Top of INFORMATION SUPPLIED

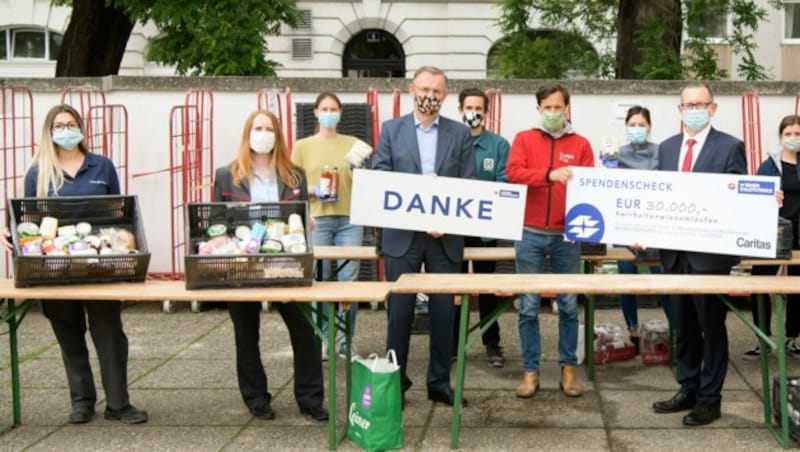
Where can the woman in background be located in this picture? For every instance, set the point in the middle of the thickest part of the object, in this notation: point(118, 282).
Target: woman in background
point(642, 154)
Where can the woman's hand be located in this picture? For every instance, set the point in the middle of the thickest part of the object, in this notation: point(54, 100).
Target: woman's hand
point(5, 235)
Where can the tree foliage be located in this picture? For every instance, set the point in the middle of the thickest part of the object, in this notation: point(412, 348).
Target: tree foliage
point(649, 34)
point(222, 37)
point(198, 37)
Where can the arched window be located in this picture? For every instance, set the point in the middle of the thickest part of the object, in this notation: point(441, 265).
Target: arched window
point(373, 53)
point(26, 43)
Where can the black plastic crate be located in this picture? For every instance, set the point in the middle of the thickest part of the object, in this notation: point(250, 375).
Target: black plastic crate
point(100, 211)
point(793, 399)
point(244, 270)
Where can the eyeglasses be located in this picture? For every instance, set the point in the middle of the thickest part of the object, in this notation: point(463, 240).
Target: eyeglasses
point(695, 106)
point(60, 127)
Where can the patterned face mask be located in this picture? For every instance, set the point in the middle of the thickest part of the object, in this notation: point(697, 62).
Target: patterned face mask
point(472, 119)
point(553, 120)
point(427, 105)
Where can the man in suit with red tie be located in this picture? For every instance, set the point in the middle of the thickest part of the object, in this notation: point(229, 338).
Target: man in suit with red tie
point(701, 337)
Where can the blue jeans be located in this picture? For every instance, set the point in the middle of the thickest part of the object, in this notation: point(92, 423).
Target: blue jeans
point(565, 257)
point(628, 302)
point(336, 230)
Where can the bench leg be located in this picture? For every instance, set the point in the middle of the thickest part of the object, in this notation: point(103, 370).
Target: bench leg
point(780, 339)
point(460, 365)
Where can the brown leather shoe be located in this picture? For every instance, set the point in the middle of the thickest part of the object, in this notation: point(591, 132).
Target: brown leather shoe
point(529, 385)
point(569, 382)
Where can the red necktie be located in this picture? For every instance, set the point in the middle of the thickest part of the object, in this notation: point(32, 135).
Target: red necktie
point(687, 159)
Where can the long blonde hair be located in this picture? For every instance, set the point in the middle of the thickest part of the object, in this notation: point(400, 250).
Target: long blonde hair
point(242, 167)
point(51, 173)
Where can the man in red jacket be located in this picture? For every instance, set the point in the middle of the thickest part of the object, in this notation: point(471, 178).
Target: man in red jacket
point(541, 159)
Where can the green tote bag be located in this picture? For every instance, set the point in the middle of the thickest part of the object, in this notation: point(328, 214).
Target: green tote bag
point(374, 413)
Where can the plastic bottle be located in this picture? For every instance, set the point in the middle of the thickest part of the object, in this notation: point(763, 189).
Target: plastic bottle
point(335, 183)
point(325, 182)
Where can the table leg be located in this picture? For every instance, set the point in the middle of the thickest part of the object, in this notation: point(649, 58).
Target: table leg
point(348, 362)
point(332, 439)
point(460, 364)
point(764, 342)
point(13, 324)
point(764, 358)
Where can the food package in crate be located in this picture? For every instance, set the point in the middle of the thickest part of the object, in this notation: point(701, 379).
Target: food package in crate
point(612, 343)
point(248, 244)
point(66, 240)
point(80, 239)
point(654, 342)
point(792, 404)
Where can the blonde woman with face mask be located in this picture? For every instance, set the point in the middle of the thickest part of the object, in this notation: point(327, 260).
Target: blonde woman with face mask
point(263, 172)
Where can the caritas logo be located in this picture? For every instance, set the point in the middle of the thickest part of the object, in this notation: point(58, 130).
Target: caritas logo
point(366, 398)
point(356, 419)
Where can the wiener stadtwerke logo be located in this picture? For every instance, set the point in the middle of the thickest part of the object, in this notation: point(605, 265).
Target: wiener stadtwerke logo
point(584, 223)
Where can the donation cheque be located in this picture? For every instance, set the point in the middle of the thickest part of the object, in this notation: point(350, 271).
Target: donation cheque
point(445, 204)
point(703, 212)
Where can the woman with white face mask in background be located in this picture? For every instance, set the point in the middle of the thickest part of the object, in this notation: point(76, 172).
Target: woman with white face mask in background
point(641, 154)
point(263, 172)
point(783, 164)
point(321, 154)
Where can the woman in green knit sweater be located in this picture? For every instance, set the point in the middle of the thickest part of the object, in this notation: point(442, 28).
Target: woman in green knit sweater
point(328, 149)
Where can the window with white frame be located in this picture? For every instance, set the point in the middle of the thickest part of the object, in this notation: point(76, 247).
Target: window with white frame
point(711, 24)
point(791, 20)
point(27, 43)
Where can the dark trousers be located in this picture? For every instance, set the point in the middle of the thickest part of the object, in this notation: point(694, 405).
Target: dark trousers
point(308, 388)
point(400, 309)
point(792, 301)
point(68, 319)
point(487, 302)
point(701, 339)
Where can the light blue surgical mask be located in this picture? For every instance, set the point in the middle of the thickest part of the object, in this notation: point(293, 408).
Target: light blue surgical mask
point(636, 134)
point(67, 139)
point(695, 119)
point(329, 120)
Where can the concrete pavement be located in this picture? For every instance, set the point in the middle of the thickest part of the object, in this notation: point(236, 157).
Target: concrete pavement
point(182, 372)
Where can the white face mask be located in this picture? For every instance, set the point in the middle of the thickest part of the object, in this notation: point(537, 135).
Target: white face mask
point(262, 142)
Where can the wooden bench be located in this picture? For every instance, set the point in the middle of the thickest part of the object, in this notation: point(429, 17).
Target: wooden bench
point(592, 284)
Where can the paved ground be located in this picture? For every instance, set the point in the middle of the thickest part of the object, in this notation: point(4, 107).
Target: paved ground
point(182, 371)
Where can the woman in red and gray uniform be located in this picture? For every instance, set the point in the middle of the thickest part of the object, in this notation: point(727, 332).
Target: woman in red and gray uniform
point(65, 167)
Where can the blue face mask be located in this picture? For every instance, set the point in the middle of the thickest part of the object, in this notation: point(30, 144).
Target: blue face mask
point(329, 120)
point(636, 135)
point(695, 119)
point(67, 139)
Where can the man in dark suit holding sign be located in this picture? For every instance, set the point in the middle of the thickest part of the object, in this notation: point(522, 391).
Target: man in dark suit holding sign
point(702, 340)
point(424, 143)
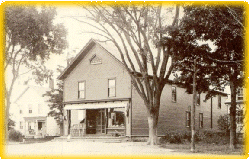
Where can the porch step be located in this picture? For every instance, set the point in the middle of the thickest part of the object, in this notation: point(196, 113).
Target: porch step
point(105, 139)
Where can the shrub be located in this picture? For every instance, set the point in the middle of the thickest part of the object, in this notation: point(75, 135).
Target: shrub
point(219, 138)
point(15, 135)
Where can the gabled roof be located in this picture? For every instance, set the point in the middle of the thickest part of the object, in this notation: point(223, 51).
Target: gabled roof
point(40, 91)
point(110, 50)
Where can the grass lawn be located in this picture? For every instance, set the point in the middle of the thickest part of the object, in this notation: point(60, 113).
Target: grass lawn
point(206, 148)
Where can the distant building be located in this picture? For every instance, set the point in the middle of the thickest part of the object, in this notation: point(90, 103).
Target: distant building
point(99, 98)
point(30, 113)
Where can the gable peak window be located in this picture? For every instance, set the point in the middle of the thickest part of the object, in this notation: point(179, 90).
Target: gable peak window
point(173, 93)
point(111, 87)
point(81, 89)
point(94, 60)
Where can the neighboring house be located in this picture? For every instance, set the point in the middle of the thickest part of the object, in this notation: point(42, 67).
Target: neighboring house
point(30, 112)
point(99, 99)
point(240, 101)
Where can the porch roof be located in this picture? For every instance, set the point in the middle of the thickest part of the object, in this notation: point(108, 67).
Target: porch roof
point(117, 104)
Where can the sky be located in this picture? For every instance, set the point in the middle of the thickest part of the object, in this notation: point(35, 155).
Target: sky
point(76, 37)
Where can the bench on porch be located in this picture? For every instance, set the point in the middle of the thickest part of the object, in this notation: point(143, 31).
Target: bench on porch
point(77, 130)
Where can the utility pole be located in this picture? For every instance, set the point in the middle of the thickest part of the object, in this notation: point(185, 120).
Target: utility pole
point(193, 110)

Bottom of INFORMATION SUPPLIED

• _REQUIRED WORK_
The required answer is the line with "Where can the utility" plus every line after it to the end of the entries above, transcribed exactly.

• _RESPONSE TO THE EXERCISE_
Where can the utility pole be located in this picture? For every instance, set the point in the middle of the thickest part of the object, in this notation: point(185, 120).
Target: utility pole
point(193, 110)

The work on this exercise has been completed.